(Given text Opens)
David Capel

Personal information
- Full name: David John Capel
- Born: 6 February 1963 Northampton, England
- Died: 2 September 2020 (aged 57) Northampton, England
- Batting: Right-handed
- Bowling: Right-arm medium-fast

Career statistics
| Competition | Test | ODI | FC | LA |
| Matches | 15 | 23 | 313 | 345 |
| Runs scored | 374 | 327 | 12,202 | 7,011 |
| Batting average | 15.58 | 19.23 | 29.68 | 27.38 |
| 100s/50s | 0/2 | 0/1 | 16/72 | 4/28 |
| Top score | 98 | 50* | 175 | 121 |
| Balls bowled | 2,000 | 1,038 | 33,070 | 12,315 |
| Wickets | 21 | 17 | 546 | 237 |
| Bowling average | 50.66 | 47.35 | 32.18 | 32.52 |
| 5 wickets in innings | 0 | 0 | 14 | 1 |
| 10 wickets in match | 0 | 0 | 0 | 0 |
| Best bowling | 3/88 | 3/38 | 7/44 | 5/51 |
| Catches/stumpings | 6/– | 6/– | 156/– | 84/– |
- Source: ESPNcricinfo, 2 September 2020

= David Capel =

English cricketer (1963–2020)

David John Capel (6 February 1963 – 2 September 2020) was an English cricketer who played for Northamptonshire County Cricket Club and the English cricket team. Cricket writer Colin Bateman noted that "Capel was one of those unfortunate cricketers who became tagged as being the next all-rounder to fill Ian Botham's boots". He was well known for his long stint with Northamptonshire as a player as well as coach for nearly 32 years. He died on 2 September 2020, at the age of 57, after being diagnosed with a brain tumour in 2018.
(Given text Closes)
(Dataset entries Opens)
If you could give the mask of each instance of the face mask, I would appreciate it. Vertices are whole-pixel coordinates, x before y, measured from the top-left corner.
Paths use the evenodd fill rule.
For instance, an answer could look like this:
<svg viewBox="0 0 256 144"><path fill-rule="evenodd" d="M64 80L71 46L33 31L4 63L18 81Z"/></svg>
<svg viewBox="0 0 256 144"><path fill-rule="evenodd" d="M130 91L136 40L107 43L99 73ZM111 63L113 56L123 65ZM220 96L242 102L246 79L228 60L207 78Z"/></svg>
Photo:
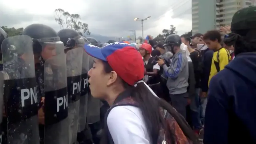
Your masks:
<svg viewBox="0 0 256 144"><path fill-rule="evenodd" d="M197 50L199 50L204 46L204 44L197 44Z"/></svg>
<svg viewBox="0 0 256 144"><path fill-rule="evenodd" d="M167 52L162 57L162 58L168 61L169 59L172 57L173 54L171 52Z"/></svg>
(Dataset entries Closes)
▶ _What you have to do_
Transcribe, word for word, the portion of the David Capel text between "David John Capel (6" and "tumour in 2018.", inclusive. Rely on the given text alone and set the material aside.

▶ _Task response_
David John Capel (6 February 1963 – 2 September 2020) was an English cricketer who played for Northamptonshire County Cricket Club and the English cricket team. Cricket writer Colin Bateman noted that "Capel was one of those unfortunate cricketers who became tagged as being the next all-rounder to fill Ian Botham's boots". He was well known for his long stint with Northamptonshire as a player as well as coach for nearly 32 years. He died on 2 September 2020, at the age of 57, after being diagnosed with a brain tumour in 2018.